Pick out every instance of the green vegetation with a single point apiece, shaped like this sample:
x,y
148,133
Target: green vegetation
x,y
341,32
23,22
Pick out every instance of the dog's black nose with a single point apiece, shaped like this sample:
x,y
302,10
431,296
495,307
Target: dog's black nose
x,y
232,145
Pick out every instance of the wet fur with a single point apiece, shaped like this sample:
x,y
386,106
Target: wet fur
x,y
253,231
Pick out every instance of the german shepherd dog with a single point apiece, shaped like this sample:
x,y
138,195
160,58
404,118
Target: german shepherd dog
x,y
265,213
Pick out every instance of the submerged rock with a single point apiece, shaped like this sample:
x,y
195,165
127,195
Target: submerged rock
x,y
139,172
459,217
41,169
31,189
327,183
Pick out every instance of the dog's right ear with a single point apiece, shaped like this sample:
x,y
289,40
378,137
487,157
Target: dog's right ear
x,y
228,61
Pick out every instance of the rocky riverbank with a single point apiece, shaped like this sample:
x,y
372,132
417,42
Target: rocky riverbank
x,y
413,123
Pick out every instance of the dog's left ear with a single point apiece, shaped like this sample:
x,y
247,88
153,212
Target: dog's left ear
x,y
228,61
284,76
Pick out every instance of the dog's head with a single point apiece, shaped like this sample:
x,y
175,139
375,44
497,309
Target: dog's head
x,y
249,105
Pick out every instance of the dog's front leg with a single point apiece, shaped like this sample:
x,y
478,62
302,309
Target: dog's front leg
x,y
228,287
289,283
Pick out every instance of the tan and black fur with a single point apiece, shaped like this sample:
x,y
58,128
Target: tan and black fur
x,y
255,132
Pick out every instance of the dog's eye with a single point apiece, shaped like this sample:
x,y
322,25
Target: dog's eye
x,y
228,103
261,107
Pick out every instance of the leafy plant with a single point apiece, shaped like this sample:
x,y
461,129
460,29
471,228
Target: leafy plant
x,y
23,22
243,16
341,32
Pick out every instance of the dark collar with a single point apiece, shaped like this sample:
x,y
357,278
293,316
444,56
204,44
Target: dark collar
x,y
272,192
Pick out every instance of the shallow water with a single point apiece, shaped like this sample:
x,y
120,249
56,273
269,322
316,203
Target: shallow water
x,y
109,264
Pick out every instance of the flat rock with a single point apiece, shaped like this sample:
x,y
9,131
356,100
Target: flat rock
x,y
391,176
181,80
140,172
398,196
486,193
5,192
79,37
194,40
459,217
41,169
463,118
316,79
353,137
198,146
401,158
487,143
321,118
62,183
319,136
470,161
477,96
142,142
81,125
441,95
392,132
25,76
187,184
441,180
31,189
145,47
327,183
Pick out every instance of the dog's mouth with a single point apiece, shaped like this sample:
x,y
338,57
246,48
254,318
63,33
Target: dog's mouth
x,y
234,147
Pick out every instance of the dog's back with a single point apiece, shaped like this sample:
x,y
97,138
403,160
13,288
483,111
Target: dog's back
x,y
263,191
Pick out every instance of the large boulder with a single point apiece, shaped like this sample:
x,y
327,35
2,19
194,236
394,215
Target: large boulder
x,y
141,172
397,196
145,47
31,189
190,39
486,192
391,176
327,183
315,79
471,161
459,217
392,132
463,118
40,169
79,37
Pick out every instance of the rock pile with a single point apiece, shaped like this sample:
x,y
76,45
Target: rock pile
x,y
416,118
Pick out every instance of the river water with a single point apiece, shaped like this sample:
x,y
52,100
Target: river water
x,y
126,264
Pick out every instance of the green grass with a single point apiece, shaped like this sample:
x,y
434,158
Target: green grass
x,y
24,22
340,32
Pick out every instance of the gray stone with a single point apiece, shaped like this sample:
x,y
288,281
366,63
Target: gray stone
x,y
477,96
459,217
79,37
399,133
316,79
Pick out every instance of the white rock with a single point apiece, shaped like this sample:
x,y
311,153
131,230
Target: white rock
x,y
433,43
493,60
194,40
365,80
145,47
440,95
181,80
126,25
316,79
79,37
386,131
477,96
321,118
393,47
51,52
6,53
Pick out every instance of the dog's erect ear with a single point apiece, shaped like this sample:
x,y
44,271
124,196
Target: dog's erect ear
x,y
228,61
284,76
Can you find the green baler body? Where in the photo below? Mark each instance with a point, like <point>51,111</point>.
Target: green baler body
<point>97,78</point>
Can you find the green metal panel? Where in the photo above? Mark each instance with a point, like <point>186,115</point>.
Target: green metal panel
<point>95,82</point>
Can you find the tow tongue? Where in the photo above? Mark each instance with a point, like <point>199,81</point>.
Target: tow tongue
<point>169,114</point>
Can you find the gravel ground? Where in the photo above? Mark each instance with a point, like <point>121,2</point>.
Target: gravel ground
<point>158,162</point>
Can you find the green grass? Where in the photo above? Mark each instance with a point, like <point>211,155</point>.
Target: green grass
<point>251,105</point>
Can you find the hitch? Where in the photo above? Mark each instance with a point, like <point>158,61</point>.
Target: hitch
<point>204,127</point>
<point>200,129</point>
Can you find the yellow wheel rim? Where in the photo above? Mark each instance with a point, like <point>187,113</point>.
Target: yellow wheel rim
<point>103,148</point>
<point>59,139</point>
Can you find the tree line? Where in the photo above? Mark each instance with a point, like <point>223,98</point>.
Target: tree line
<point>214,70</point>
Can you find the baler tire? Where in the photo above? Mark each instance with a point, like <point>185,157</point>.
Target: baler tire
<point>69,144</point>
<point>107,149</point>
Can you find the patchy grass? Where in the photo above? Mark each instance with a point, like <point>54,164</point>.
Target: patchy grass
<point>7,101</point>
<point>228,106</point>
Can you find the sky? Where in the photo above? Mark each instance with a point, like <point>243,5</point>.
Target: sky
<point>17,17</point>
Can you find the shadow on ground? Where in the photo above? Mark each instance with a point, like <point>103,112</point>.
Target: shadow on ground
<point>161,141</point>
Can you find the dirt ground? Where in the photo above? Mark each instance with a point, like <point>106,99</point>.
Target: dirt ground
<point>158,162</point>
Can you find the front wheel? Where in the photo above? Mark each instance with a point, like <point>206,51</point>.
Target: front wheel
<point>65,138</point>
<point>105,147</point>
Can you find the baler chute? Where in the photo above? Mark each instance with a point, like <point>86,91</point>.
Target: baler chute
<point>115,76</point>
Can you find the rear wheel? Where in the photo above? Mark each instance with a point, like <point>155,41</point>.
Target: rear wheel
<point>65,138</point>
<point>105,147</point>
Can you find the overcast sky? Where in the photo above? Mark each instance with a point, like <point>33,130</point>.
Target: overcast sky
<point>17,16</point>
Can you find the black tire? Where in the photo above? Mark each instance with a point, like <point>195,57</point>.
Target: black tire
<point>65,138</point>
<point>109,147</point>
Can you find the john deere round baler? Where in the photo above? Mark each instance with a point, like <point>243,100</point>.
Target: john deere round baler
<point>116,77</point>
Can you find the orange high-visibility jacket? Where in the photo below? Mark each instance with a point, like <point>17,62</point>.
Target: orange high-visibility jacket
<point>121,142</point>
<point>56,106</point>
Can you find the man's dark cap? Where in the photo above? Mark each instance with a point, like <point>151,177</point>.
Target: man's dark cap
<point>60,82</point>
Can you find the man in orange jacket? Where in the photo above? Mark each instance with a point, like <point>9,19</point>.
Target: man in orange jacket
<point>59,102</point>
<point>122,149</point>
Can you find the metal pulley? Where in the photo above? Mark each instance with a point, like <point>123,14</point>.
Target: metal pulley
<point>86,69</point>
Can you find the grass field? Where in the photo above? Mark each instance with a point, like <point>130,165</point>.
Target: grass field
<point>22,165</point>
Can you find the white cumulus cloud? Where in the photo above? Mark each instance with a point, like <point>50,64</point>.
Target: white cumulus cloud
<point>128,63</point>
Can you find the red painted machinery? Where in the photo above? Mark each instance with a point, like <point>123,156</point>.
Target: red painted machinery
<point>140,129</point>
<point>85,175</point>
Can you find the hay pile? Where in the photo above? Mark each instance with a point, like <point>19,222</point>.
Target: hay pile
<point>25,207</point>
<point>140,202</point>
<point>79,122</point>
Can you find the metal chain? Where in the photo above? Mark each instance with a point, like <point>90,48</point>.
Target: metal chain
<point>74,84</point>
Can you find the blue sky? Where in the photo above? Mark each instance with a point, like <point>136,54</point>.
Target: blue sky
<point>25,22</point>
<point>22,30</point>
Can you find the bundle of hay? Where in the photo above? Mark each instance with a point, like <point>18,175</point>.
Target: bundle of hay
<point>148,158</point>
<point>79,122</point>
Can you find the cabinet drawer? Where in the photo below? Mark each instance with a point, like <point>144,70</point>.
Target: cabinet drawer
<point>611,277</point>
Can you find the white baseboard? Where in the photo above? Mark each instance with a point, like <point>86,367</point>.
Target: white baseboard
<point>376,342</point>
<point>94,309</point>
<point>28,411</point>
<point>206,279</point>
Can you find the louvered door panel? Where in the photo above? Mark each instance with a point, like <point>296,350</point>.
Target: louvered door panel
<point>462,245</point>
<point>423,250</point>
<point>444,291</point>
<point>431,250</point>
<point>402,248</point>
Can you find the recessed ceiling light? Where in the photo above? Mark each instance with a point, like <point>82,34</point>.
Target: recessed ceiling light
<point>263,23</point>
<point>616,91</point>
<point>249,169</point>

---*---

◆ **Aim of the task**:
Identify how many lines in the entries above contain the word "below" and provide only that figure.

◆ **Answer for the task**:
3